Provided text =
= = = = =

Orphan Train: Play uncovers hidden part of American history

courtesy of What A Do Theatre

From the late 1800s to the 1920s, about two hundred and fifty thousand orphans were taken off the streets of New York City and shipped out west to be adopted. This Friday, What A Do Theatre in Springfield will shed light on this hidden piece of American history. Brittany Slater is the co-director for the play “Orphan Train.”

“Our story follows a young, Kansas housewife. She and her husband and their family have a child and end up losing that child. And he ends up going on the orphan train,” Slater says. “So we get to follow his story through the abusive placing agents that he is placed with on the orphan train and the story of his parents who are dealing with his loss back in Kansas.”

Though the play is historically based, but it also has some mystery. Farm wife Nettie thinks her son is dead at first, but she has a vision that he will return to her. Her son Jake, played by Hunter King, is also accompanied by a spirit character on the train.

“My magical friend is Grace. She’s kind of my guardian angel,” says King. “And she protects me from any danger that I ever come in, which helps a lot in most cases because she is the only person that I will talk to. And she is the only person that I really trust.”

And Jake needs plenty of help with placing agents like Mr. and Mrs. Leech who are basically selling the children as farm laborers. Adam Bielby plays Mr. Leech. He says the Leeches are looking for any way they can to make a profit off of the orphans.

“They really don’t care about the children at all because all they really see the children as are dollar signs,” says Bielby. “I think the orphan train…the idea behind it, what started it was probably a very noble idea and a very good thing with very good intentions behind it. Like anything else in life though cause everything can be used or abused. It was greatly abused. And it’s kind of what birthed our foster care system today which as you know is…does a lot of good, but I would probably say a lot more harm.”

= = = = =

Dataset entries
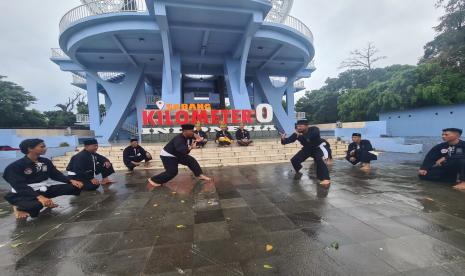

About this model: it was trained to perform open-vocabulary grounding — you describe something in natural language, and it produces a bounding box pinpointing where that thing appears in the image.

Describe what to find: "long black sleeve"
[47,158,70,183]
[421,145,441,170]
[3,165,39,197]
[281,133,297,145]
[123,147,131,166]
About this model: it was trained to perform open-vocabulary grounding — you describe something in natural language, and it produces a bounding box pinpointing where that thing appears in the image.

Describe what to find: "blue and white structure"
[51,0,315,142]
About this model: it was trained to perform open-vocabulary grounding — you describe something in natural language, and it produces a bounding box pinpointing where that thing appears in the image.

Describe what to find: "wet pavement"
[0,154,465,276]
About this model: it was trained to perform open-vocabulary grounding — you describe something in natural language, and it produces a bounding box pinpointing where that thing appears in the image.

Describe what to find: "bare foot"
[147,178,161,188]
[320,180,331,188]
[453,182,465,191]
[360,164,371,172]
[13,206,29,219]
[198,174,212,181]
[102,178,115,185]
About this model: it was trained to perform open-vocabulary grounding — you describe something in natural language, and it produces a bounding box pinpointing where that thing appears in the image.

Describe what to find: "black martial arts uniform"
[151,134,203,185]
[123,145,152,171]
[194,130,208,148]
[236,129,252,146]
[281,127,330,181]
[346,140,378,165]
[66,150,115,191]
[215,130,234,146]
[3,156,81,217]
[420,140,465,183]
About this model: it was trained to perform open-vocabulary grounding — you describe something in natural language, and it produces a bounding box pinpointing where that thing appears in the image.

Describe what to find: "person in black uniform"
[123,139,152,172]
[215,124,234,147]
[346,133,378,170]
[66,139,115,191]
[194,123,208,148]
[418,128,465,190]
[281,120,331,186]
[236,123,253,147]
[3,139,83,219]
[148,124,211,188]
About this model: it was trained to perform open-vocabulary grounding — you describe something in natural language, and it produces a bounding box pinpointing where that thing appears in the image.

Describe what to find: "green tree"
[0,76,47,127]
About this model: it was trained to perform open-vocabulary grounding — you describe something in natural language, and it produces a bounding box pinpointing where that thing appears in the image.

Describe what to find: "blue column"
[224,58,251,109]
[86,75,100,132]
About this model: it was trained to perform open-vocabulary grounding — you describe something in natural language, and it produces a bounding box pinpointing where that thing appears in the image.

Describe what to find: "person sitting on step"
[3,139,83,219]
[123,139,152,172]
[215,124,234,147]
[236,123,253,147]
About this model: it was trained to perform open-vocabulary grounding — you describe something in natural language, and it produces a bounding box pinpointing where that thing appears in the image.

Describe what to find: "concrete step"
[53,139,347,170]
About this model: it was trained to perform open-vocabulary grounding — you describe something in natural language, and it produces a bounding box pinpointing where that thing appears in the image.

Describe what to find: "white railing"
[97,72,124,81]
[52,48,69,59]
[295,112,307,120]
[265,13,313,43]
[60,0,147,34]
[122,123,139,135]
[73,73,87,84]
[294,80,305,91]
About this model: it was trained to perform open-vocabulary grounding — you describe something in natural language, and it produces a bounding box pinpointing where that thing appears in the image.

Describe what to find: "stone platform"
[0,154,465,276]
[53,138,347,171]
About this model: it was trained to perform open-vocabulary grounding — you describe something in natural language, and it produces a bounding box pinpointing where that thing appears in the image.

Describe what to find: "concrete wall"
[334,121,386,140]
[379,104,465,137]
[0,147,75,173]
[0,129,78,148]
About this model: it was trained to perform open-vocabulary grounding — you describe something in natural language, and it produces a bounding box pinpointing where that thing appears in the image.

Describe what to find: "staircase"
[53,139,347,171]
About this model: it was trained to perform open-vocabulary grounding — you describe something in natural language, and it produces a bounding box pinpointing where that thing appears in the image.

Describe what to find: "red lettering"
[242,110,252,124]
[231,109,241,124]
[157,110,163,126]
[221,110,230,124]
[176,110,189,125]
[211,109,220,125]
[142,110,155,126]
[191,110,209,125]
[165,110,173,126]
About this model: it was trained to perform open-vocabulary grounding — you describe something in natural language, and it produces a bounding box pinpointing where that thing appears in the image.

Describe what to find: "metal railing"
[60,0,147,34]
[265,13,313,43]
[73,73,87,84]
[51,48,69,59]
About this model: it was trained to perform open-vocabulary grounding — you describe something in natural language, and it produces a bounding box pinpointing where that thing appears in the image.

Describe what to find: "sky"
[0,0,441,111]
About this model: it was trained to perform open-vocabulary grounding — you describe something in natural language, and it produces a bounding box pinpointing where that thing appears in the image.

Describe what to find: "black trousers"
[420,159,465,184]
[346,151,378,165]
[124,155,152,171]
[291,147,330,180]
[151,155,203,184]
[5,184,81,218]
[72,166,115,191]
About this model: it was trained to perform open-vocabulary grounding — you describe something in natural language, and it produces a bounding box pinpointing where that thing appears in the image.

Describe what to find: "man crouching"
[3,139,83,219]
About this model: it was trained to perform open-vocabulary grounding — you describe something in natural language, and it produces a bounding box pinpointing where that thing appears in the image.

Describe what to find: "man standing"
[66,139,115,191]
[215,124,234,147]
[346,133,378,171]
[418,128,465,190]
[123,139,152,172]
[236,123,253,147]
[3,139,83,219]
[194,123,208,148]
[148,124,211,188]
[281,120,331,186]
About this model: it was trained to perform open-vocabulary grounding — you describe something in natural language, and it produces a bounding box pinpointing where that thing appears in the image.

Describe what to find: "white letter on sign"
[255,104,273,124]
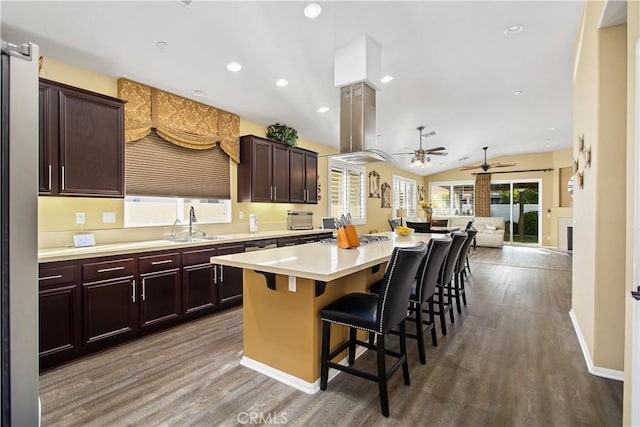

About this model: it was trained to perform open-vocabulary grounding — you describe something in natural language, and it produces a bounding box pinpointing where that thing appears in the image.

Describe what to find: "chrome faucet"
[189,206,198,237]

= = = = =

Tasks to perform =
**1.** Answer these questions using the orphan train article.
(a) About how many orphans were taken from New York City and sent west?
(b) Who plays the role of Jake?
(c) Which character does Adam Bielby play?
**2.** Resume the orphan train article from the point where it stops.
The material above isn't needed for what comes next.

Responses to the exercise =
**1.**
(a) About two hundred and fifty thousand.
(b) Hunter King.
(c) Mr. Leech.

**2.**
Kristen Marie Stelter plays Mrs. Leech. She says many of the characters are trying to achieve the American Dream and that dream is different for all of them.

“What it means to the Leeches is money and survival,” says Stelter. “And what it means to other characters are, you know, the land that they’re losing and the family structure and how that’s centered around home.”

Bielby says the orphan train itself is only half of the story. The play takes place in 1929, just before the Great Depression.

“Almost every single story has an eminent crash approaching,” he says. “And the characters are very aware of, at some point, that this crash is coming. They’re either losing their land or their losing their freedom or they’re losing their way of life.”

Executive Director Randy Wolfe says part of the reason he picked this play was because of the 2008 recession. Many of us can relate to the hard economic times the characters are in and what it takes to get through it all.

“There is a very strong element of faith and family that is very prevalent from the beginning to the end of the show,” says Wolfe. “And strength—human emotional strength.”